START INFORMATION PROVIDED
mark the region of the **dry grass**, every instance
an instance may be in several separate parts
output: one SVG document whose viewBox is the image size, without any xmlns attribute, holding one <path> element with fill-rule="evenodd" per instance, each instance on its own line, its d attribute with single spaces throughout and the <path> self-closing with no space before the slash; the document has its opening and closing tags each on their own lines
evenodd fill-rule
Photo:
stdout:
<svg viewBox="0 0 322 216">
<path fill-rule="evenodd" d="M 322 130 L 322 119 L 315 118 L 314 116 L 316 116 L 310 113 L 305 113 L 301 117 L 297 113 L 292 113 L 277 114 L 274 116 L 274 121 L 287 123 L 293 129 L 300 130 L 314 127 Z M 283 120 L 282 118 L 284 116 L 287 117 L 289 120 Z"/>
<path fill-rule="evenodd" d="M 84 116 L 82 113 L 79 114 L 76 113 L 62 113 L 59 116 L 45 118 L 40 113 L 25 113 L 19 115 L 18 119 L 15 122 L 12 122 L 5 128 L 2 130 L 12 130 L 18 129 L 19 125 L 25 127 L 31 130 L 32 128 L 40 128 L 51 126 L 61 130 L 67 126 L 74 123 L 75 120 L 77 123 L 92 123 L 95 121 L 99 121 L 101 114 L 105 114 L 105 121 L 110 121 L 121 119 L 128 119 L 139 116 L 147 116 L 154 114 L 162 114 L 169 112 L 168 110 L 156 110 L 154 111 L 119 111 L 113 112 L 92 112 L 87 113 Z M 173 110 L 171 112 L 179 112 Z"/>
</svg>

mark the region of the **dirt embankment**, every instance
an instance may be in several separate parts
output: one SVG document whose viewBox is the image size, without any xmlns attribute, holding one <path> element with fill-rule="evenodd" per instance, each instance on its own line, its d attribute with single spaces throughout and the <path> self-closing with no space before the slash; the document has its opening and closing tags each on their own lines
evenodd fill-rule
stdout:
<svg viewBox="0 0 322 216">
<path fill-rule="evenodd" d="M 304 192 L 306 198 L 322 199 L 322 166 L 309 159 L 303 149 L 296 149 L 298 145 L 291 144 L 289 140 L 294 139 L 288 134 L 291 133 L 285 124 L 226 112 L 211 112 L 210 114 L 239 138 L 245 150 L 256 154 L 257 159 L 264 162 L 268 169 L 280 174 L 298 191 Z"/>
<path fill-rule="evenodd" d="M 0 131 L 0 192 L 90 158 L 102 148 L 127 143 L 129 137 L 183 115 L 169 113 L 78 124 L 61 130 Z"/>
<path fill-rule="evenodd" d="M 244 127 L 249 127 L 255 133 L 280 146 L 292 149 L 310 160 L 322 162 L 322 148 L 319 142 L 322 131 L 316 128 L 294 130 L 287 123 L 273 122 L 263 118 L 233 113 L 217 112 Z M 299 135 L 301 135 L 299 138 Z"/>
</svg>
END INFORMATION PROVIDED
Update the data above so that "separate parts" becomes "disconnected pieces" everywhere it occurs, and leave every other line and character unchanged.

mark the region of the **dry grass**, every instance
an instance may be in several disconnected pieces
output: one SVG document whose viewBox is the image size, without any xmlns attribute, holding one <path> element with fill-rule="evenodd" per instance, each instance on its own line, its d attribute with single spaces throughout and the <path> self-closing with no space before the slash; the document has its opening and closing tags each on their own lines
evenodd fill-rule
Photo:
stdout:
<svg viewBox="0 0 322 216">
<path fill-rule="evenodd" d="M 322 130 L 322 119 L 315 118 L 314 116 L 316 116 L 310 113 L 305 113 L 301 117 L 297 113 L 292 113 L 277 114 L 274 116 L 274 121 L 287 123 L 293 129 L 300 130 L 314 127 Z M 283 120 L 282 118 L 284 116 L 287 117 L 289 120 Z"/>
<path fill-rule="evenodd" d="M 84 116 L 82 113 L 79 114 L 76 113 L 62 113 L 59 116 L 45 118 L 40 113 L 25 113 L 19 115 L 18 119 L 15 122 L 12 122 L 5 128 L 2 130 L 12 130 L 18 129 L 19 125 L 25 127 L 31 130 L 32 128 L 40 128 L 51 126 L 61 130 L 67 126 L 74 123 L 75 120 L 77 123 L 92 123 L 95 121 L 99 121 L 101 114 L 105 114 L 105 121 L 110 121 L 121 119 L 128 119 L 139 116 L 147 116 L 154 114 L 162 114 L 169 112 L 168 110 L 156 110 L 154 111 L 119 111 L 113 112 L 92 112 L 87 113 Z M 173 110 L 171 112 L 179 112 Z"/>
</svg>

mark the region of the **dirt embankment**, every instance
an instance may be in several disconnected pieces
output: one SVG document whose viewBox is the image size, without any xmlns attribute, holding one <path> element with fill-rule="evenodd" per instance, each instance on its own line, its d attribute with single spaces throughout and the <path> self-closing with no space before the slash; the document has its opening and closing tags each on their own lines
evenodd fill-rule
stdout:
<svg viewBox="0 0 322 216">
<path fill-rule="evenodd" d="M 304 192 L 306 198 L 322 199 L 322 166 L 309 159 L 303 149 L 296 149 L 298 145 L 291 144 L 289 140 L 294 139 L 288 134 L 291 133 L 285 124 L 226 112 L 211 112 L 210 114 L 239 138 L 245 150 L 256 154 L 257 159 L 264 162 L 268 169 L 280 174 L 298 191 Z"/>
<path fill-rule="evenodd" d="M 0 131 L 0 192 L 90 158 L 102 148 L 127 143 L 129 137 L 183 115 L 169 113 L 78 124 L 61 130 Z"/>
<path fill-rule="evenodd" d="M 244 127 L 249 127 L 255 133 L 280 146 L 292 149 L 310 160 L 322 162 L 322 148 L 319 142 L 322 131 L 316 128 L 294 130 L 287 123 L 273 122 L 263 118 L 233 113 L 217 112 Z M 299 135 L 301 135 L 299 138 Z"/>
</svg>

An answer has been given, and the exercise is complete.